Extrait:
__________________________________________________

Les ministres de la Justice, Achraf Rifi, et des Finances, Ali Hassan Khalil, auront beau tirer la sonnette d’alarme, expliquant le préjudice que ce durcissement porte à l’État et aux fonctionnaires, les ministres aounistes sont restés imperturbables. Le Liban a déjà perdu son droit de nommer un arbitre dans l’affaire qui l’oppose à la compagnie Imperial Jet, mais a toujours la possibilité de nommer un bureau de défense pour le représenter, faute de quoi le verdict serait prononcé in abstentia et il aura à verser à Imperial Jet la bagatelle de 300 000 dollars, a averti Achraf Rifi. Le ministre des Finances a pour sa part répété qu’il lui faut de l’argent pour payer les fonctionnaires à la fin du mois. « Je ne veux user de pression sur aucune partie, mais je demande avec insistance un transfert de fonds des réserves du budget à mon département pour pouvoir payer les salaires à la fin du mois. Je ne peux pas agir de ma propre initiative dans ce domaine et ce que je dis n’a rien à voir avec la polémique politique », a presque supplié Ali Hassan Khalil. En vain !

__________________________________________________

Enregistrements extraits:

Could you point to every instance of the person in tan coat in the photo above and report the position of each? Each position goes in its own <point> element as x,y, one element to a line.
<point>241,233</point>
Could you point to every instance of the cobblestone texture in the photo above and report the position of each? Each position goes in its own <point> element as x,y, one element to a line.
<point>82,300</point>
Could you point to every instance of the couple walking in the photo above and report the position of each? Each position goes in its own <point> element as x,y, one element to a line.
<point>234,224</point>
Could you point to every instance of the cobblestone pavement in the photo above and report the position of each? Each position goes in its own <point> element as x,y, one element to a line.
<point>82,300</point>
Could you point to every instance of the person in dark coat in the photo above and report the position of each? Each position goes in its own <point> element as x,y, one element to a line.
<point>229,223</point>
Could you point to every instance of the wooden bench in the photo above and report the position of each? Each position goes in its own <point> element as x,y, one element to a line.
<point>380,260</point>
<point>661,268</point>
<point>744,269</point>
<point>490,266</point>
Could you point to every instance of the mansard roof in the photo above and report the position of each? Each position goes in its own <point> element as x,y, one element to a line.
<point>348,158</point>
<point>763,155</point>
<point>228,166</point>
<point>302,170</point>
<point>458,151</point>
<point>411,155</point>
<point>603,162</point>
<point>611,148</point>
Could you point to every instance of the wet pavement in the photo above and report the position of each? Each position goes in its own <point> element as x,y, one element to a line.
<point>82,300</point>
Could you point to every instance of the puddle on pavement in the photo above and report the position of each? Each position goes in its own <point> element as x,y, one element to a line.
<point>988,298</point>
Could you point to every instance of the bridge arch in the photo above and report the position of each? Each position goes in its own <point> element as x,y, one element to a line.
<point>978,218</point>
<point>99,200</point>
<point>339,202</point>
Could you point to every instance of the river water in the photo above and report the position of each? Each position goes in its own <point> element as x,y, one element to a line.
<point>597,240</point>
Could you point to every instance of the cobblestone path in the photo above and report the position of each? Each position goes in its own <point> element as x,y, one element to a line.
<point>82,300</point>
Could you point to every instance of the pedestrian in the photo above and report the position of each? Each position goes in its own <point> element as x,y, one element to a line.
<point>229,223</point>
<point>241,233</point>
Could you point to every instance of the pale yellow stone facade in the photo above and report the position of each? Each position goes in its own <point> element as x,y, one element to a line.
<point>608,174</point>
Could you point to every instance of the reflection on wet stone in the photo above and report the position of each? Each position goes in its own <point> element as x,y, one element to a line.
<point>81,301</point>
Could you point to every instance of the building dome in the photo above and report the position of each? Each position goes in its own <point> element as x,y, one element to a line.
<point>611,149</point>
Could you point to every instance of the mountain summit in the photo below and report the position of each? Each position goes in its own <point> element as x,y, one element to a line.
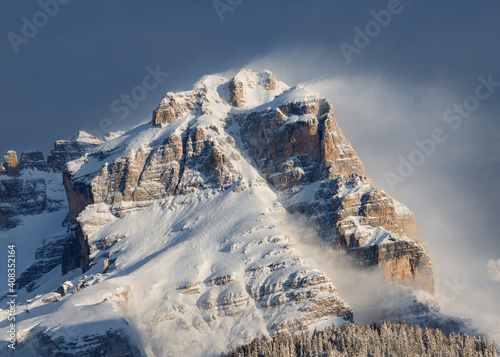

__________________________________________________

Demande écrite 1: Reproduisez les lignes des enregistrements en commençant par la première et en allant jusqu'à la ligne qui contient « <point>234,224</point> », celle-ci comprise.
Demande écrite 2: Poursuivez l'extrait sur les ministres libanais de la Justice et des Finances à la suite de sa dernière phrase.
Le texte et les enregistrements n'ont aucun lien entre eux.

Réponse 1:
Could you point to every instance of the person in tan coat in the photo above and report the position of each? Each position goes in its own <point> element as x,y, one element to a line.
<point>241,233</point>
Could you point to every instance of the cobblestone texture in the photo above and report the position of each? Each position goes in its own <point> element as x,y, one element to a line.
<point>82,300</point>
Could you point to every instance of the couple walking in the photo above and report the position of each? Each position goes in its own <point> element as x,y, one element to a line.
<point>234,224</point>

Réponse 2:
Bien qu’elle ait duré plus de quatre heures, la réunion était stérile en tous points et s’est limitée à un échange de reproches, en dépit des efforts du chef du gouvernement de sensibiliser les ministres frondeurs sur la gravité des dossiers en suspens, dont celui de l’arbitrage, des salaires dans le secteur public et des déchets. Concernant ce dernier point, le temps presse, comme l’a expliqué le ministre de l’Environnement, Mohammad Machnouk, parce qu’il est apparu, à la faveur des contacts avec les Européens, que les incinérateurs doivent être réservés bien à l’avance et qu’il faut également faire des réservations, suivant un calendrier-programme précis, pour pouvoir exporter les ordures, ce que le gouvernement, vu les discussions byzantines dans lesquelles il est engagé, n’est pas en mesure de faire. M. Salam a déploré la tournure confessionnelle que le dossier des déchets est en train de prendre, en attirant l’attention sur le fait qu’il s’agit d’un problème qui doit être réglé à l’échelle nationale.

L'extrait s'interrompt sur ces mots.